• EXERCISE PROMPT:
Without including any picture, copy the entries that follow word for word.

• Extracted data entries:

------------------------------------------------------------

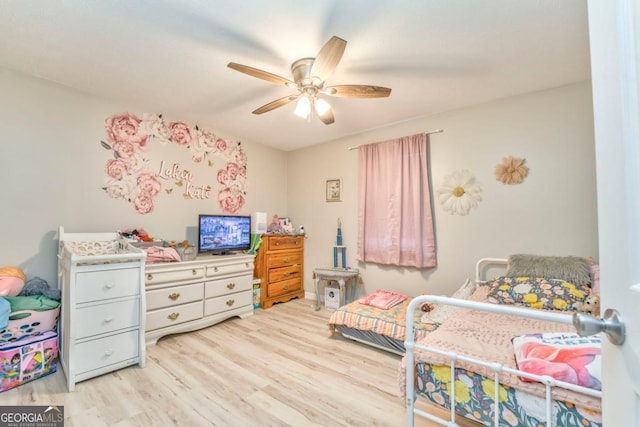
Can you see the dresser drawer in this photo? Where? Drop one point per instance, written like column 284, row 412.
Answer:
column 280, row 260
column 277, row 243
column 174, row 315
column 106, row 351
column 175, row 295
column 283, row 287
column 181, row 275
column 214, row 288
column 282, row 273
column 227, row 302
column 105, row 284
column 100, row 319
column 239, row 268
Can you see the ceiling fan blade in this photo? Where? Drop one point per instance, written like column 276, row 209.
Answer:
column 276, row 104
column 261, row 74
column 328, row 58
column 357, row 91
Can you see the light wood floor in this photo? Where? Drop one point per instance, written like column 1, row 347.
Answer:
column 278, row 367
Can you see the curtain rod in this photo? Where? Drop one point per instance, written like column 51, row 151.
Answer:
column 426, row 133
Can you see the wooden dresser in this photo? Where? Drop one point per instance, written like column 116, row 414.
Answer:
column 189, row 295
column 279, row 266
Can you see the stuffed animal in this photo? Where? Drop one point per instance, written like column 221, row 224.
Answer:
column 11, row 281
column 590, row 306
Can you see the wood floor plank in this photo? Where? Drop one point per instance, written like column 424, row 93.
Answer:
column 279, row 367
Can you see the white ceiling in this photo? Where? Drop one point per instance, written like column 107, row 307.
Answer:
column 170, row 56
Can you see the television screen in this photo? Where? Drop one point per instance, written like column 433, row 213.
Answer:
column 223, row 234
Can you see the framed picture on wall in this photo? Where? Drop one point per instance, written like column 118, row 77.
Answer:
column 334, row 190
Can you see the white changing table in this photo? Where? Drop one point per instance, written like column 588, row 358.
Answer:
column 103, row 305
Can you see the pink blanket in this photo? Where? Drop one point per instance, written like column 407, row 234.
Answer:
column 487, row 336
column 383, row 299
column 566, row 357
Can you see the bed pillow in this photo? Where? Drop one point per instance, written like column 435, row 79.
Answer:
column 537, row 292
column 569, row 269
column 442, row 311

------------------------------------------------------------

• THE COMPLETED TASK:
Can you see the dresser drawer in this photo? Where? Drop one point per instance, written like column 284, row 412.
Answer:
column 280, row 260
column 277, row 243
column 174, row 315
column 106, row 351
column 175, row 295
column 283, row 287
column 181, row 275
column 214, row 288
column 282, row 273
column 227, row 302
column 105, row 284
column 100, row 319
column 239, row 268
Can you see the ceiling fan blade in this photo? Where? Drop one point per instance, written like column 276, row 209.
Answer:
column 276, row 104
column 261, row 74
column 328, row 58
column 357, row 91
Can you see the light wood floor in this photo? Where? Drop one point per instance, written like column 1, row 347.
Answer:
column 278, row 367
Can you see the curtain rod in this photo? Where? Drop one point per instance, written like column 51, row 151.
Answer:
column 426, row 133
Can you see the wooden dresser in this photo? Where? Drop one point per instance, written like column 116, row 414.
Answer:
column 189, row 295
column 279, row 266
Can you see the stuffed animal in this photo? Where? Drop one point per instance, written like column 221, row 224.
Answer:
column 11, row 281
column 590, row 306
Can you see the wood floor plank in this photo? Where? Drop one point per instance, written like column 424, row 93.
Answer:
column 279, row 367
Can you see the white ceiling in this photo? Where? Drop one point per instance, written like column 107, row 307.
Answer:
column 170, row 56
Can you see the television screen in this photo? Where? Drop one point per instance, written like column 433, row 213.
Answer:
column 223, row 234
Can you see the framed picture on wall in this photo? Where? Drop one point per instance, written like column 118, row 77.
Answer:
column 334, row 190
Can you see the white changing table in this photo? Where? Drop one point per instance, written like column 588, row 358.
Answer:
column 103, row 305
Can you see the pink blanket in this photo? Where? Drop one point per instance, written like column 407, row 234.
Answer:
column 487, row 336
column 383, row 299
column 566, row 357
Can you see the bed pillow in this photo? Where? Drop one point per instance, written like column 435, row 79.
Answer:
column 537, row 292
column 569, row 269
column 442, row 311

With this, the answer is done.